§ **Task requirements**:
A – From the Build OS text, copy the passage from "As an example, let's" to "over-provisioned)." word for word.
B – Answer these questions from the Build OS text, one per line, marked as given:
(i) What label goes on the disk that holds state, and where is that disk mounted?
(ii) Which filesystem must disks for virtual machine and container storage be formatted as?
(iii) Which file can you examine on a booted instance to view the storage configuration?
C – Write the next part of the Build OS text, picking up after its final sentence.

§ **Extract provided**:

* Begin *

During testing it is often useful to boot \c{buildos} directly from the
kernel image and initrd files. As an example, here is how this can be done
using QEMU/KVM:

\
sudo kvm \
  -m 8G \
  -netdev tap,id=net0,script=./qemu-ifup \
  -device e1000,netdev=net0,mac=de:ad:be:ef:b8:da \
  -kernel buildos-image -initrd buildos-initrd
\

\h1#config|Configuration|

\h#config-storage|Storage|

Build OS configures storage based on the labels assigned to disks and
partitions (collectively refered to as disks from now on). Build OS requires
storage for state as well as virtual machines and containers.

\h2#config-storage-state|State|

Build OS stores a small amount of state on a disk labeled \c{buildos.state}
(mounted as \c{/state}). This includes random number generator state, SSH
server host keys, and so on. While this state is persistent, it is not
precious.

The stored state is fairly small (hundreds of megabytes) and is not
performance-critical. While one can create a small state partition on the same
physical disk as used for machines (see below), having it on a separate disk
makes it easier to move machine disks around. Based on these requirements, a
small USB flash drive or flash card is a good option.

While any suitable filesystem can be used, \c{ext4} is a good choice, with
journaling disabled if used on a flash drive/card. For example:

\
mkfs.ext4 -L buildos.machines -O ^has_journal /dev/sdX
\

\h2#config-storage-machines|Machines|

For virtual machine and container storage we can use a single disk, in which
case it can be labeled just \c{buildos.machines}. If we would like to use
multiple disks, then they should be labeled \c{buildos.machines.<volume>}. In
both cases the disks must be formatted as \c{btrfs}.

In a single disk configuration, the disk is mounted as
\c{/build/machines/default/} (in other words, as the default valume called
\c{default}). In a multi-disk configuration, each disk is mounted as
\c{/build/machines/<volume>/}.

If no disks are found for required storage, then the boot process is
interrupted with a shell prompt where you can format and/or lable a suitable
disk. You can also view the storage configuration on a booted Build OS
instance by examining \c{/etc/fstab}.

As an example, let's consider the first boot of a clean machine that has an
SSD disk as \c{/dev/sda} and which we would like to use for virtual machine
storage. We would also like to over-provision this SSD by 10% to (potentially)
prolong its life and increase performance (you may want to skip this step if
you are using a datacenter-grade SSD that would normally already be generously
over-provisioned).

* End *

§ **Provided records**:
* Begin *

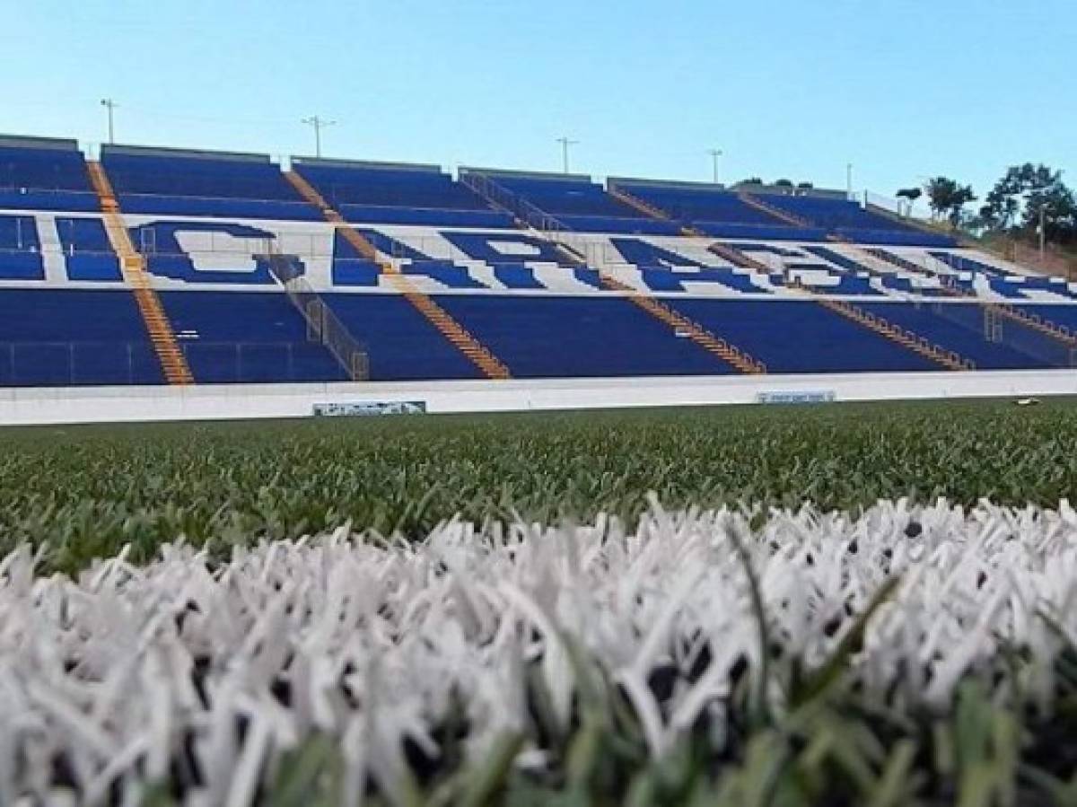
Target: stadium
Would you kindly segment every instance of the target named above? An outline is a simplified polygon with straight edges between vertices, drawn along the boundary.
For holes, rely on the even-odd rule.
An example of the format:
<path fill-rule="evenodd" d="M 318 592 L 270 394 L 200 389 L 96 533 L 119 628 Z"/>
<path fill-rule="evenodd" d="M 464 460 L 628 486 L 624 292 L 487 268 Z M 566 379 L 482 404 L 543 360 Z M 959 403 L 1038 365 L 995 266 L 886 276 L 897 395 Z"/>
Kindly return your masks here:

* End *

§ **Answers by task**:
A –
As an example, let's consider the first boot of a clean machine that has an
SSD disk as \c{/dev/sda} and which we would like to use for virtual machine
storage. We would also like to over-provision this SSD by 10% to (potentially)
prolong its life and increase performance (you may want to skip this step if
you are using a datacenter-grade SSD that would normally already be generously
over-provisioned).

B –
(i) buildos.state, mounted as /state
(ii) btrfs
(iii) /etc/fstab

C –
On the first boot we will be presented with a shell prompt which we use to
over-provision the disk:

\
# fdisk -l /dev/sda            # Query disk information.
# hdparm -N /dev/sda           # Query disk/host protection area sizes.
# hdparm -Np<COUNT> /dev/sda   # COUNT = sector count * 0.9
# hdparm -N /dev/sda           # Verify disk/host protection area sizes.
# ^D                           # Exit shell and reboot.
\

Note that this may not always work, depending on the disk controller used. An
alternative approach is to use the \c{mkfs.btrfs --byte-count} option when
formatting the disk to leave some disk space untouched and unused.

After the reboot we will be presented with a shell prompt again where we
confirm over-provisioning, format the disk as \c{btrfs}, and label it as
\c{buildos.machines}:

\
# fdisk -l /dev/sda            # Confirm disk size decreased by 10%.
# mkfs.btrfs -L buildos.machines -m single /dev/sda
# ^D                           # Exit shell and reboot.
\

\h#config-net|Network|

Network is configured via DHCP. Initially, all Ethernet interfaces that have
carrier are tried in (some) order and the first interface that is successfully
configured via DHCP is used.

Hostname is configured from the DHCP information. Failed that, a name is
generated based on the MAC address, in the form \c{build-xxxxxxxxxx}.
@@ Maybe also kernel cmdline?

Based on the discovery of the Ethernet interface, two bridge interfaces are
configured: \c{br0} is a public bridge that includes the Ethernet interface
and is configured via DHCP. \c{br1} is a private interface with NAT to \c{br0}
with \c{dnsmasq} configured as a DHCP on this interface.

Normally, \c{br0} is used for \c{bslave} virtual machines/container (since
they may need to be accessed directly) and \c{br1} \- for \c{bbot} virtual
machines. You can view the bridge configuration on a booted \c{buildos}
instance by examining \c{/etc/network/interfaces}.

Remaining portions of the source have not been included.